What to produce
Quote verbatim the lines from the one containing "# Target: dark trousers" up to and including the one containing "(1048, 294)".

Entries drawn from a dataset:
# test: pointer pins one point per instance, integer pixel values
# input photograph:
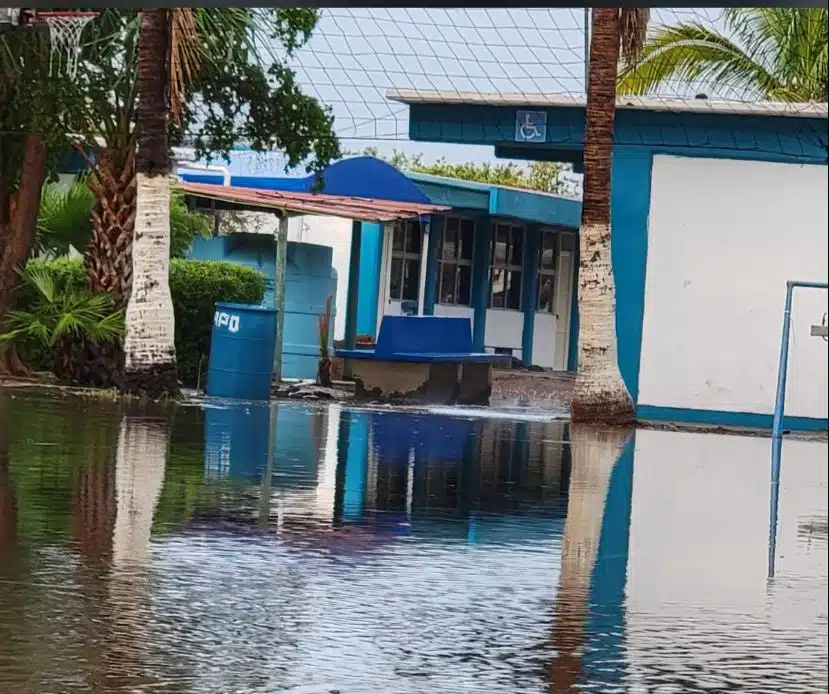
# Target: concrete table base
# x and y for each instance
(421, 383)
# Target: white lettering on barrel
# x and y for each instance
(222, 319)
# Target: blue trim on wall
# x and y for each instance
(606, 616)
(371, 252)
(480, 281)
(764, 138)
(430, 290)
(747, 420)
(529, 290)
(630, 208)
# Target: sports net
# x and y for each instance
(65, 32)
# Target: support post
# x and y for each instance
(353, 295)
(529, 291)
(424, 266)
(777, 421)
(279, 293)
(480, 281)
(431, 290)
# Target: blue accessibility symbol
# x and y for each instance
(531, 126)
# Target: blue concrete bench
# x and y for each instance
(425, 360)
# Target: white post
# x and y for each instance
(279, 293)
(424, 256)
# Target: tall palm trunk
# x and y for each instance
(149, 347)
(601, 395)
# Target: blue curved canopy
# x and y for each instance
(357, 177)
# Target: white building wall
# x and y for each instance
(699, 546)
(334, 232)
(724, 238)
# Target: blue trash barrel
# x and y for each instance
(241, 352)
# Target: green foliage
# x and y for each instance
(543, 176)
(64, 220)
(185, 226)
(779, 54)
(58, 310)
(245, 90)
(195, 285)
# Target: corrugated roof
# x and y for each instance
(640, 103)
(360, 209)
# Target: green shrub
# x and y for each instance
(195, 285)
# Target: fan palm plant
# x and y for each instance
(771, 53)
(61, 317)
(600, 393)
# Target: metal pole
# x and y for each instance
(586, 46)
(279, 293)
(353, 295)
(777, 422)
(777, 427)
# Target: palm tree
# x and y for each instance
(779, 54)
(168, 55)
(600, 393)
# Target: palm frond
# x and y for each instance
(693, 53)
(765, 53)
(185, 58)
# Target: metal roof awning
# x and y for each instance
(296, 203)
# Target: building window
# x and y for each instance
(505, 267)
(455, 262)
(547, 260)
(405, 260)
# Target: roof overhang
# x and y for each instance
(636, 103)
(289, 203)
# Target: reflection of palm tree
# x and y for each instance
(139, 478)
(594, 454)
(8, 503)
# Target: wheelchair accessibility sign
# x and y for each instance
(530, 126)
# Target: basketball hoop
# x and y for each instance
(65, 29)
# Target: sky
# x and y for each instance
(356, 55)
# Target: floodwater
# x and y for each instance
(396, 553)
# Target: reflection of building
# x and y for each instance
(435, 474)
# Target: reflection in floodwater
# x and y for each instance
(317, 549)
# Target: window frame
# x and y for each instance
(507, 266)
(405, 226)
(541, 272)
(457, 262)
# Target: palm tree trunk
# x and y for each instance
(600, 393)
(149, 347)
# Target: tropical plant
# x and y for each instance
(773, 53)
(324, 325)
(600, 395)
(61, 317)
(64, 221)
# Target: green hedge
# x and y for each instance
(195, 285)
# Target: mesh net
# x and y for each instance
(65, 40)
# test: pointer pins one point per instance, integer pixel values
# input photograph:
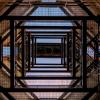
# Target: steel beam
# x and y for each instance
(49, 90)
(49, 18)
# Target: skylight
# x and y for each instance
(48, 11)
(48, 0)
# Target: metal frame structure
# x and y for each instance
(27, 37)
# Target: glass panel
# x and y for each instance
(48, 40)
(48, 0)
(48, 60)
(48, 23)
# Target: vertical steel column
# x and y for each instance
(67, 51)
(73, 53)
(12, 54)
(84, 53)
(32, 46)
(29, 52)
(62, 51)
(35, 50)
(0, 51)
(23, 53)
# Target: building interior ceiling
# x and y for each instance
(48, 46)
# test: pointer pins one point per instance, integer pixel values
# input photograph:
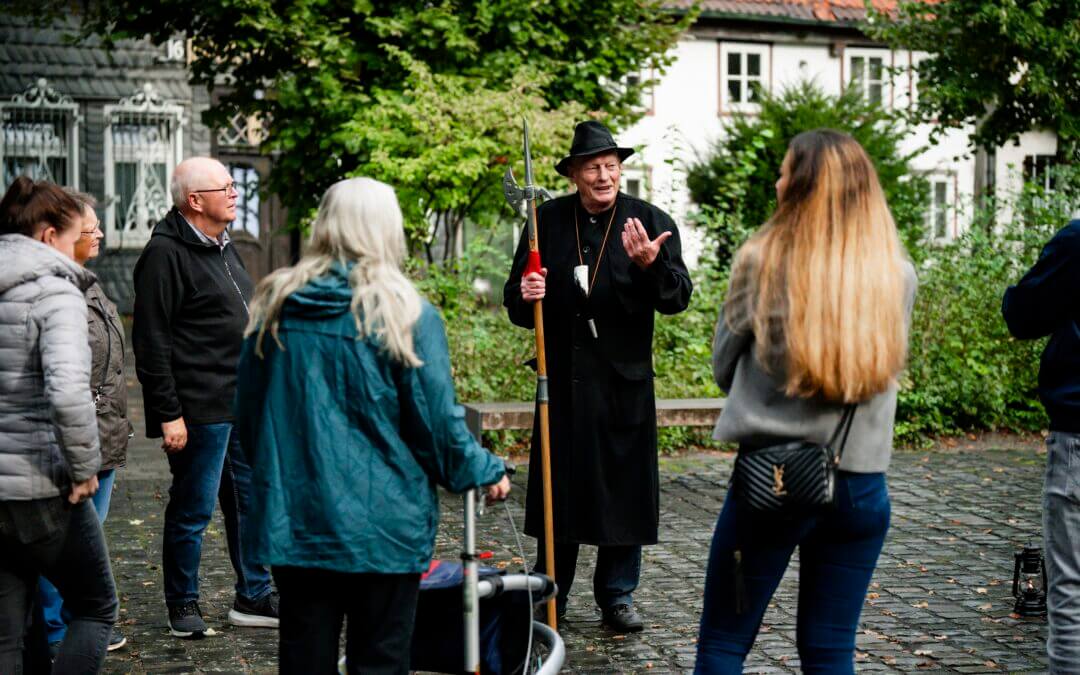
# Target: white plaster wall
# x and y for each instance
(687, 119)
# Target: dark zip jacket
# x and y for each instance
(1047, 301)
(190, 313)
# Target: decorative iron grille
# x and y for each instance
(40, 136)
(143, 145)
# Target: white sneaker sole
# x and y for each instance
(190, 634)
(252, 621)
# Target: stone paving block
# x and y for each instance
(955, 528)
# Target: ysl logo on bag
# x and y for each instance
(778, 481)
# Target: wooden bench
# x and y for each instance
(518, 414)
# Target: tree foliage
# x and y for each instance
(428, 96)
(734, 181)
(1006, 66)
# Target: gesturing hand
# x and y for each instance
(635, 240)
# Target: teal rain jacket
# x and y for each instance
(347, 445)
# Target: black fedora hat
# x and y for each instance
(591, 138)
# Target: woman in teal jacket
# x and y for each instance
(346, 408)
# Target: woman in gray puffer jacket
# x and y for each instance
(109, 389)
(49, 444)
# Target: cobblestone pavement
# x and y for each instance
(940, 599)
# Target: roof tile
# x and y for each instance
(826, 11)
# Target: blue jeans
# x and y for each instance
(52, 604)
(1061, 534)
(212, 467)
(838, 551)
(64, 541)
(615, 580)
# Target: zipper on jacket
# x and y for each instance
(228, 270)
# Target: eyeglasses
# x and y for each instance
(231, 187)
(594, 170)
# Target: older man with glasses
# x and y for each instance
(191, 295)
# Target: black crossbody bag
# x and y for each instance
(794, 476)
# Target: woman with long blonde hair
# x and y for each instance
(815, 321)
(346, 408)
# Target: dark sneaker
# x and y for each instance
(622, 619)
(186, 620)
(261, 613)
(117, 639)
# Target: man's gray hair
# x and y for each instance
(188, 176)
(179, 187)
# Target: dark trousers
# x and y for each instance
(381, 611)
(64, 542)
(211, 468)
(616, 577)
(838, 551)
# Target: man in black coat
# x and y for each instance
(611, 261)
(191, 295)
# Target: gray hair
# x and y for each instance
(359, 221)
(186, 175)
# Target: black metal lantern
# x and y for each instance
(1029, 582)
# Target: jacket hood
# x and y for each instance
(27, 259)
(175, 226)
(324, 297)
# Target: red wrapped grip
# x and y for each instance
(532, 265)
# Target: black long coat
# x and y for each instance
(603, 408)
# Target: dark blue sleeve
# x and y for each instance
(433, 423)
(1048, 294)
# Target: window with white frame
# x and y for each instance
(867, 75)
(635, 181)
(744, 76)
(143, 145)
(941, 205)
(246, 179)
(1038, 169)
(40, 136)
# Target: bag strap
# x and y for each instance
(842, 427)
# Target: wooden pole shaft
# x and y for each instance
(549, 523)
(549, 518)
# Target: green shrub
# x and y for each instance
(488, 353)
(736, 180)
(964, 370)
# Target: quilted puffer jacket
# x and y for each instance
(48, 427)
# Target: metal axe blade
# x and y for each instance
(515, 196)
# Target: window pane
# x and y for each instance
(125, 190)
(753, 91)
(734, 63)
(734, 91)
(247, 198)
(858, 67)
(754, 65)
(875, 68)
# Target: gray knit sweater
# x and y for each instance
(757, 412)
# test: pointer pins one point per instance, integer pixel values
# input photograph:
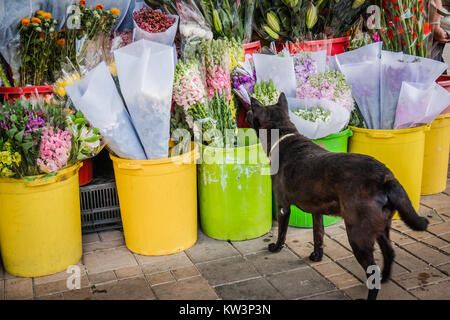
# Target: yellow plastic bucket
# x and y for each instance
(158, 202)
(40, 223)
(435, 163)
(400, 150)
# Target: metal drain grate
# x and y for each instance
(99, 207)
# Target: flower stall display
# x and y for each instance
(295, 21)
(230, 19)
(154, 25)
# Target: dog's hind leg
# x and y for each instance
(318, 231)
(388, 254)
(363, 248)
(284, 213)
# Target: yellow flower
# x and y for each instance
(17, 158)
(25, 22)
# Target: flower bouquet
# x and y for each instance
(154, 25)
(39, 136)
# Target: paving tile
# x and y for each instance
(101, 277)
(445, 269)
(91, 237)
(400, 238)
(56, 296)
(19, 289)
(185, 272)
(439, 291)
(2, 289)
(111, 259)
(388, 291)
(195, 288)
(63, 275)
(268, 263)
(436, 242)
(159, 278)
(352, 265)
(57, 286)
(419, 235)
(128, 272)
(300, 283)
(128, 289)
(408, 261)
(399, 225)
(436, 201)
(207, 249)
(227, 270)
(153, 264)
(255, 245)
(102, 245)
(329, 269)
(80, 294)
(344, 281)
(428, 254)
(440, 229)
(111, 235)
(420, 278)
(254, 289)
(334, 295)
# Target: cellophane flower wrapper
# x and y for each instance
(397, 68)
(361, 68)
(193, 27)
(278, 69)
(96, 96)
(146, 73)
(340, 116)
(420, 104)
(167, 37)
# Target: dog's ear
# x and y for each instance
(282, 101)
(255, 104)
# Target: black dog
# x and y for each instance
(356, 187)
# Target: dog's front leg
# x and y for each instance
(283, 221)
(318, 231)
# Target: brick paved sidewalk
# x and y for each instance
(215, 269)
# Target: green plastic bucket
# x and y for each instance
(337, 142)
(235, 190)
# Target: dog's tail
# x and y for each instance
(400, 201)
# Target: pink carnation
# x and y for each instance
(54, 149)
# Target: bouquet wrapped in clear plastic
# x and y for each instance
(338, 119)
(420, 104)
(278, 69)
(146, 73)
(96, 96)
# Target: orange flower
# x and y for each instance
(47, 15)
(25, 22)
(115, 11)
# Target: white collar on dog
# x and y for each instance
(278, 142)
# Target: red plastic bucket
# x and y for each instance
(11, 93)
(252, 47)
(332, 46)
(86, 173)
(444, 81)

Result
# Target: dark trousers
# x and y for each instance
(381, 611)
(64, 542)
(211, 468)
(616, 577)
(838, 551)
# Target: man in black coat
# x and y for each instance
(611, 261)
(191, 295)
# Target: gray hair
# x and y for each instance
(359, 221)
(186, 175)
# Target: black metal lantern
# x and y for each instance
(1029, 582)
# Target: jacket hood
# x and y for each instance
(27, 259)
(175, 226)
(324, 297)
# Target: red wrapped grip
# x and y for each instance
(532, 265)
# Target: black long coat
# x and y for each instance
(603, 408)
# Target: dark blue sleeve
# x and y for each instance
(433, 423)
(1048, 294)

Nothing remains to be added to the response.